━━━ Exercise material
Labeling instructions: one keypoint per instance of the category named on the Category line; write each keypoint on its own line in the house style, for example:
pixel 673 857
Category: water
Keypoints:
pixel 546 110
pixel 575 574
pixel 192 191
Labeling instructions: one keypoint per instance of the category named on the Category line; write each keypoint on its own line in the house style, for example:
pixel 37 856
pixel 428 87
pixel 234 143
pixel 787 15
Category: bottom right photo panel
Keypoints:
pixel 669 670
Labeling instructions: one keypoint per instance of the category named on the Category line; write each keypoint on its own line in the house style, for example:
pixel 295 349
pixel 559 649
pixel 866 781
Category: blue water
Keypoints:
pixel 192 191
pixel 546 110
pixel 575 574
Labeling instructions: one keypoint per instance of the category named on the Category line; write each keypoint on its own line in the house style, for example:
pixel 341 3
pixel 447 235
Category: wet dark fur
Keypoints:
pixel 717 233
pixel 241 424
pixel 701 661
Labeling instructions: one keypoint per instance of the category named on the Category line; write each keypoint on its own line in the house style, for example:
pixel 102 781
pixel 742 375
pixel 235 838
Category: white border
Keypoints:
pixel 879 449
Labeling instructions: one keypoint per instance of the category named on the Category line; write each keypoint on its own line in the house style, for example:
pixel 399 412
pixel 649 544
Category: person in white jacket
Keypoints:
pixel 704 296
━━━━━━
━━━ Exercise material
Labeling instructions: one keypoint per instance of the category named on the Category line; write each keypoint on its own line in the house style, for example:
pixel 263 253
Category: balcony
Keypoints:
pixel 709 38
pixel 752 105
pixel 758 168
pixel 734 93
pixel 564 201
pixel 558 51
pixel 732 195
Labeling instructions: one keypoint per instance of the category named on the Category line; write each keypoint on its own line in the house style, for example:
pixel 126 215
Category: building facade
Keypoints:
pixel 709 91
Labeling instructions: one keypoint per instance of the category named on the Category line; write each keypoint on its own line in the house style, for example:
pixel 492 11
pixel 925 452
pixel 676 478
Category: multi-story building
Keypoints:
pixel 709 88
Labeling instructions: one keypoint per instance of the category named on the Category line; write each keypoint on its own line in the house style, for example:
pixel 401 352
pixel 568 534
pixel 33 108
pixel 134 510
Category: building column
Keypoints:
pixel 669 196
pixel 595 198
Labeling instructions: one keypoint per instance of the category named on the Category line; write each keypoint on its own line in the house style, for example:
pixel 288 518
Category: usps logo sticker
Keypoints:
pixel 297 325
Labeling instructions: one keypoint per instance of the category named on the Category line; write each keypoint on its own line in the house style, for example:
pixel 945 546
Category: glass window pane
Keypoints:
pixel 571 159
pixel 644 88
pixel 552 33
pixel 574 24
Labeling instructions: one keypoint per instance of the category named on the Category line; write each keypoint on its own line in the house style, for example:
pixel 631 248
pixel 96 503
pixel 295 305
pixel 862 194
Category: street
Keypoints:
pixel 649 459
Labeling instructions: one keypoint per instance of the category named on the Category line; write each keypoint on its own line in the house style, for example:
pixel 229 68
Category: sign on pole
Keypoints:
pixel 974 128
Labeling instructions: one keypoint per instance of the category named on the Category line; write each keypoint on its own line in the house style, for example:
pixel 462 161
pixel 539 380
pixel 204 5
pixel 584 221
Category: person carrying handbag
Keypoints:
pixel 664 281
━━━━━━
→ Work instructions:
For every line of the records that has the word "person" in it, make a copy.

→ Answer to this problem:
Category: person in white jacket
Category: person carrying handbag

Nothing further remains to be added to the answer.